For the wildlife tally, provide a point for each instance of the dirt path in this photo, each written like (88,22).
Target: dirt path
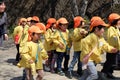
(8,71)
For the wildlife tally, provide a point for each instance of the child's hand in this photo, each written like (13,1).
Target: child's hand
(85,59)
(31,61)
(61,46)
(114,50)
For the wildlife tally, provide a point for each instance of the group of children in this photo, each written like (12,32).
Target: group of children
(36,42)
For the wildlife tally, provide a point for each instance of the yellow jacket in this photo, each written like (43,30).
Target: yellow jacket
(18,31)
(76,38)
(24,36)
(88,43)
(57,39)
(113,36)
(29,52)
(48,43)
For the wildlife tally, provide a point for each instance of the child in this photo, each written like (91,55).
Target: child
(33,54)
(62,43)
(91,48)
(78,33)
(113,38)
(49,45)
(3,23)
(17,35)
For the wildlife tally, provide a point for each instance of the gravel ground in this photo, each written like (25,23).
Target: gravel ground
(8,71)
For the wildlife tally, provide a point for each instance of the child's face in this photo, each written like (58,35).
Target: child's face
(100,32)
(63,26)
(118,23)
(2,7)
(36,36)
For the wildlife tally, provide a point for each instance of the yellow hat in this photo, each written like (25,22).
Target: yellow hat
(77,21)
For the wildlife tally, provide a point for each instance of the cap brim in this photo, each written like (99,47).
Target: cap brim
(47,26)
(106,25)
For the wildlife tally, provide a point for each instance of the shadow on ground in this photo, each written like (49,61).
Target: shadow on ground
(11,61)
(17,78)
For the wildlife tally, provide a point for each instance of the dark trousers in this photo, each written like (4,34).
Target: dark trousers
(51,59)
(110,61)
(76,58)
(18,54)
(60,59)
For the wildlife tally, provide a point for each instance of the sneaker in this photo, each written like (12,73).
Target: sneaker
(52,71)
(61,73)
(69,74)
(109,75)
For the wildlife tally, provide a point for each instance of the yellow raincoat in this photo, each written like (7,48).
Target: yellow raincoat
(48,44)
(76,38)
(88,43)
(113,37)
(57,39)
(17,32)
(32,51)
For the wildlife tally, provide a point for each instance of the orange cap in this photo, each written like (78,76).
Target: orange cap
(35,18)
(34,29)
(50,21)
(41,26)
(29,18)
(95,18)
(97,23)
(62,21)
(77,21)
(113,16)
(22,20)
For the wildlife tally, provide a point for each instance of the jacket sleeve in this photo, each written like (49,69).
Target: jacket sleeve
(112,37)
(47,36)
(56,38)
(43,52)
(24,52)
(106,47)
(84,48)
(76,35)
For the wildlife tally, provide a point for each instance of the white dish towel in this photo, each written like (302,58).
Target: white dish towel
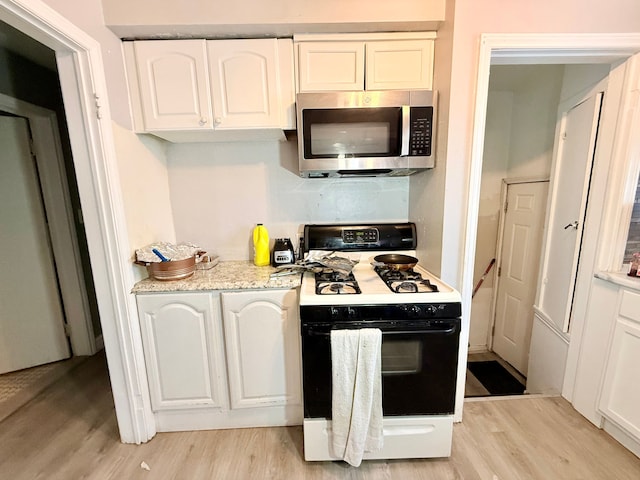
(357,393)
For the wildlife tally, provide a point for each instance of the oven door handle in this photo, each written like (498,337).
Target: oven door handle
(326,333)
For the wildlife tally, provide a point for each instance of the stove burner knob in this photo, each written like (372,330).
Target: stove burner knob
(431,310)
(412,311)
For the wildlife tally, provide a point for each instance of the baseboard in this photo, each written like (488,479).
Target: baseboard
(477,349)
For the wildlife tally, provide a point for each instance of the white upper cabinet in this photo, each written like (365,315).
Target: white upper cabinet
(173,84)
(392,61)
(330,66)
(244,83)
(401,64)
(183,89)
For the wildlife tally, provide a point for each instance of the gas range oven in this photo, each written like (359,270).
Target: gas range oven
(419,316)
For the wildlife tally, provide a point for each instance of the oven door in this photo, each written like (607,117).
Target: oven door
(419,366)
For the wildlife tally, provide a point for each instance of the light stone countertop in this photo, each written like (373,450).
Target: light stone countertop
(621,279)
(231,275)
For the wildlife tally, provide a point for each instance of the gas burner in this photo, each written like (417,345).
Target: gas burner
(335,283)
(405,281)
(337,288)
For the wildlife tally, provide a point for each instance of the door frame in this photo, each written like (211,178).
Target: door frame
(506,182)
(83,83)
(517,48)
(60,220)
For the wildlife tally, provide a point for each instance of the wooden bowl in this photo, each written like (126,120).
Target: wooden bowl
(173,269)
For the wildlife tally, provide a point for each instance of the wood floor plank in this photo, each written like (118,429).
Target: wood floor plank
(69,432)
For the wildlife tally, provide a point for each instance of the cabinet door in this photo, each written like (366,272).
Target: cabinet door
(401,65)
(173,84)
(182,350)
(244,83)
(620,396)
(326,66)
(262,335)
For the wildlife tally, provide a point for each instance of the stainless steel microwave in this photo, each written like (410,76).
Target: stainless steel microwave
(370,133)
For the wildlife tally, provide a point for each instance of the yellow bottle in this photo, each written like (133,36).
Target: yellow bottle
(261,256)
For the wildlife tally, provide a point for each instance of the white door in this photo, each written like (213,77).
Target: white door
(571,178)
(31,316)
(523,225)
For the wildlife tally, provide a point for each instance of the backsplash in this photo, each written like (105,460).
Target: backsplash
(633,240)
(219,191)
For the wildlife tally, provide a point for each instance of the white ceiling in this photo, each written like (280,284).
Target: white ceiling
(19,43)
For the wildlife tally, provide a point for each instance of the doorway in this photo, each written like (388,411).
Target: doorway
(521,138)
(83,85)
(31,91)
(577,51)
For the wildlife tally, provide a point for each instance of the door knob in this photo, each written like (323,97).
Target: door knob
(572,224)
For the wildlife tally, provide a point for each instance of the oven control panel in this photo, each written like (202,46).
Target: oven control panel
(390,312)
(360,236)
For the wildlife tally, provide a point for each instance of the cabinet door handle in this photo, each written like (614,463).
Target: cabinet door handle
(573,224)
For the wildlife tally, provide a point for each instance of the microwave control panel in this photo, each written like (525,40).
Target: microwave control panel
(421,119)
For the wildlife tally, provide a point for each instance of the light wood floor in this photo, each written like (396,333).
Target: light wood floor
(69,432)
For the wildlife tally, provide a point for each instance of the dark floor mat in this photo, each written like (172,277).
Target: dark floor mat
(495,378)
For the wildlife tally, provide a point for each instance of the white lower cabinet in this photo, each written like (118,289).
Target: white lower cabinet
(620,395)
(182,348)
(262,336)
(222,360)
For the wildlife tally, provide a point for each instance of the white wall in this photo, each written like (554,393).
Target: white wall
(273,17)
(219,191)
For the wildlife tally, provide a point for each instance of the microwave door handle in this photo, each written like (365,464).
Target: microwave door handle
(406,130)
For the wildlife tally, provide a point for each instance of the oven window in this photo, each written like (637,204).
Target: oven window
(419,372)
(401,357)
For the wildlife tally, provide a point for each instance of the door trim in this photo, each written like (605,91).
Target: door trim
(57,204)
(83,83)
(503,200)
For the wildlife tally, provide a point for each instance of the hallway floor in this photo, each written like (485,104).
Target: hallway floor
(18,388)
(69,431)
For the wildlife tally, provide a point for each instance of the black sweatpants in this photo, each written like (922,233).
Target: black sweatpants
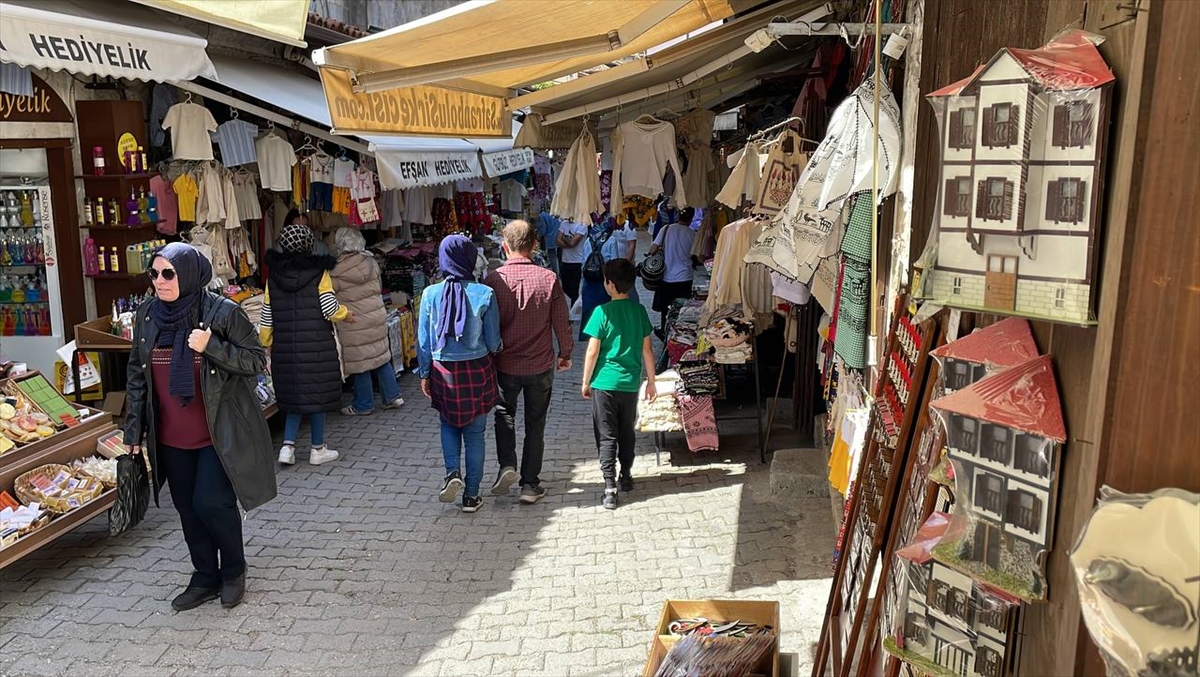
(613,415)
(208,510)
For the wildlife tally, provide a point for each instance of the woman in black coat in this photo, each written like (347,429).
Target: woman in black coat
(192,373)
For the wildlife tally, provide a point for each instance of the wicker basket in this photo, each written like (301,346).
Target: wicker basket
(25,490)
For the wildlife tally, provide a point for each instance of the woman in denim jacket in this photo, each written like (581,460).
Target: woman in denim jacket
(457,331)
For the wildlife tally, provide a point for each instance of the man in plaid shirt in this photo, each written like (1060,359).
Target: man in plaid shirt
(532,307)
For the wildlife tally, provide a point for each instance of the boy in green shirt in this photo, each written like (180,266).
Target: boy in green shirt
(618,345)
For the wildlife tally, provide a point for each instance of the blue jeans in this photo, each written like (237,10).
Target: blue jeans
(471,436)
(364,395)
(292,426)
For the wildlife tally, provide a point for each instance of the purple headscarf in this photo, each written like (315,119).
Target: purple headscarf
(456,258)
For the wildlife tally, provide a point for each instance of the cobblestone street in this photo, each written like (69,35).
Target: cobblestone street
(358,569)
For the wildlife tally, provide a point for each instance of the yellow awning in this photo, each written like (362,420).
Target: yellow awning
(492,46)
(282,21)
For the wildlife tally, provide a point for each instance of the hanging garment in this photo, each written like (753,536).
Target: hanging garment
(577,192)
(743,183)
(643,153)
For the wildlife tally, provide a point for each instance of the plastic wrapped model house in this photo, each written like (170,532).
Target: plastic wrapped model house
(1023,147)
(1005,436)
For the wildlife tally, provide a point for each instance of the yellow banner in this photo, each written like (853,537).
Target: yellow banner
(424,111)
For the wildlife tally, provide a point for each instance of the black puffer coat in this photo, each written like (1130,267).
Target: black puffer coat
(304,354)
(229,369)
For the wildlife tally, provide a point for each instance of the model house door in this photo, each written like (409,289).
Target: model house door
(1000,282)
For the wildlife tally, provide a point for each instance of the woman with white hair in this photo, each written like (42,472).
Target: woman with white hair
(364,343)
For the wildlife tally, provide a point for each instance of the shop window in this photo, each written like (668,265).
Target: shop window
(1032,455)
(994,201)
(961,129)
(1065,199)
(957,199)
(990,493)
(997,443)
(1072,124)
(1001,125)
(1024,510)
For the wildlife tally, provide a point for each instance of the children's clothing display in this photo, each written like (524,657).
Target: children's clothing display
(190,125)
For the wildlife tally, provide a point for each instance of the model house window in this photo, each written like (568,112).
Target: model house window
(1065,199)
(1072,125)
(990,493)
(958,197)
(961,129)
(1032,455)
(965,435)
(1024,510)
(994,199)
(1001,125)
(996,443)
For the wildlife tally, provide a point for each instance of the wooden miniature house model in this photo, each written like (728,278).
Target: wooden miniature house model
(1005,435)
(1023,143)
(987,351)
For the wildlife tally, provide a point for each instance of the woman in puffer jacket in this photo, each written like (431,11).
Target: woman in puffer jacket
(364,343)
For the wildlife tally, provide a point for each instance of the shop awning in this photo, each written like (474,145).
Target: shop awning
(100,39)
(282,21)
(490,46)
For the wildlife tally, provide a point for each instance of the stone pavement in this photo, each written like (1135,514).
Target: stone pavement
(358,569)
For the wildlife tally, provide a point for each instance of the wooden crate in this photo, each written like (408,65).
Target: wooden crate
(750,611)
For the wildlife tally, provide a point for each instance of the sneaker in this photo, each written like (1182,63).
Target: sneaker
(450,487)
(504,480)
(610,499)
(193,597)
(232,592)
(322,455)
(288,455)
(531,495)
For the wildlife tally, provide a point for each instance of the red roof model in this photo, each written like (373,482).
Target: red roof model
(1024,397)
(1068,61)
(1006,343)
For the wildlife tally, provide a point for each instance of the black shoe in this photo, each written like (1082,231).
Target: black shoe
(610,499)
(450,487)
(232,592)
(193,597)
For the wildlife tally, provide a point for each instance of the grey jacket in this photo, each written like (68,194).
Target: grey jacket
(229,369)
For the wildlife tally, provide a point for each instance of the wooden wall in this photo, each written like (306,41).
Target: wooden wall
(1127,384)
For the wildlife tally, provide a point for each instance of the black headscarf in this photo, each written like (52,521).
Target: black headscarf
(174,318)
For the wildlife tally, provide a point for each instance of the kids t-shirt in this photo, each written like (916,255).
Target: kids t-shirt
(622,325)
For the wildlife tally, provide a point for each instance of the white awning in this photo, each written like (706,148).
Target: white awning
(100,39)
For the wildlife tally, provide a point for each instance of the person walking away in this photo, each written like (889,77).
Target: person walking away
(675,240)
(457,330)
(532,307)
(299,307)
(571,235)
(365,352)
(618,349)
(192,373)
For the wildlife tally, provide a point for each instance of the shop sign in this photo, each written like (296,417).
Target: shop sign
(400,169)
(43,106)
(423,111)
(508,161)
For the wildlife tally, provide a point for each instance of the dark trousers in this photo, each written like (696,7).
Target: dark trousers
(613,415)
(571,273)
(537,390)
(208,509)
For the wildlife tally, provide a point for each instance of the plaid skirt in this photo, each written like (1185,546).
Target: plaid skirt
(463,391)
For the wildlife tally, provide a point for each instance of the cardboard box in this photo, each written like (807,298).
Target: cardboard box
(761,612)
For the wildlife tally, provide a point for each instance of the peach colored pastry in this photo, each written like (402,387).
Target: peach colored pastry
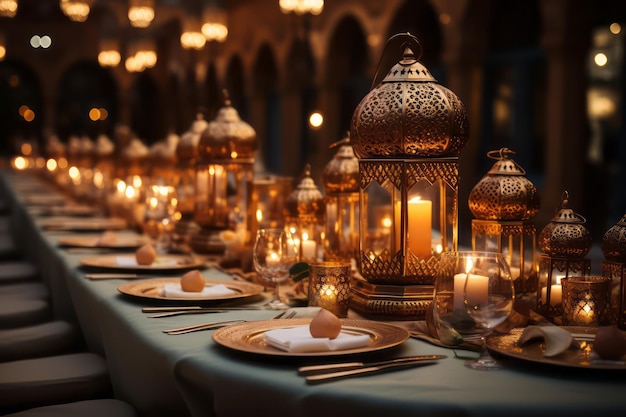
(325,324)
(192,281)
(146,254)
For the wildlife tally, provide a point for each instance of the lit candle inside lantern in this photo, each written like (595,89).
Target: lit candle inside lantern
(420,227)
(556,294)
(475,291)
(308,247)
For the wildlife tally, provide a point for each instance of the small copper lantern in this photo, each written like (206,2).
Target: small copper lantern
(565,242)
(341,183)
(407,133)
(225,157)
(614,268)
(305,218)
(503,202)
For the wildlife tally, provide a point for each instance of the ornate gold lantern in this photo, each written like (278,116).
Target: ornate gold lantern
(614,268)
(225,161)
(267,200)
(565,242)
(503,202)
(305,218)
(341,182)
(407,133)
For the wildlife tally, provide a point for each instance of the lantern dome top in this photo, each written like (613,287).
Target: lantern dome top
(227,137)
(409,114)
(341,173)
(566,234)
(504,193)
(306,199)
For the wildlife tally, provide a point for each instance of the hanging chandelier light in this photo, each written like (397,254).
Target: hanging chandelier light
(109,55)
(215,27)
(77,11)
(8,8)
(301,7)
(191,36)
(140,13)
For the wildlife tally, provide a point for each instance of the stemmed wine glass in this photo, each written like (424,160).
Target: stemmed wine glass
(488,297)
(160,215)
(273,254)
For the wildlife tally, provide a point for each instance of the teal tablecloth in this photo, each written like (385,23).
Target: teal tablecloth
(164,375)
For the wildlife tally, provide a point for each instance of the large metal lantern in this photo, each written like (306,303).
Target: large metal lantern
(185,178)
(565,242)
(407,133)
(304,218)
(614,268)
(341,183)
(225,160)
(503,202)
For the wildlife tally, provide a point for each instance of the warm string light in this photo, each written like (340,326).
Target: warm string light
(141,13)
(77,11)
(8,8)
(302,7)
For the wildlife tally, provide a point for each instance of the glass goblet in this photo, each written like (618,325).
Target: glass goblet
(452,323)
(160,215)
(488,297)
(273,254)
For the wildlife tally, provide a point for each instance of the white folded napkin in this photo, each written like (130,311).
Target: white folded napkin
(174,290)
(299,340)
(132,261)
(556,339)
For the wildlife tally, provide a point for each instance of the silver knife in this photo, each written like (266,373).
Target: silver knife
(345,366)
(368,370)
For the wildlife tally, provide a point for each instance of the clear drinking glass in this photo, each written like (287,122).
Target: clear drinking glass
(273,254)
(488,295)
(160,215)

______________________________

▸ Description of the task
Only the lines from the start of the records through the line containing "written like (91,55)." should be repeated, word for word, with the pictures left out.

▸ Exercise answer
For the wildlife tally, provide a point for each instance of the dirt path in this photo, each written like (88,22).
Target: dirt path
(8,71)
For the wildlife tally, provide a point for each instance of the child's hand in this photo, each written like (13,1).
Target: child's hand
(85,59)
(31,61)
(61,46)
(114,50)
For the wildlife tally, provide a point for each instance of the group of children in this photo, each written like (12,32).
Target: group of children
(36,42)
For the wildlife tally, provide a point for each instance of the yellow jacket in this photo, each written like (43,30).
Target: yellow jacket
(18,31)
(76,38)
(24,36)
(88,43)
(57,39)
(113,36)
(29,52)
(48,43)
For the wildlife tally, provide a point for each instance of the child in this photo, each written like (91,55).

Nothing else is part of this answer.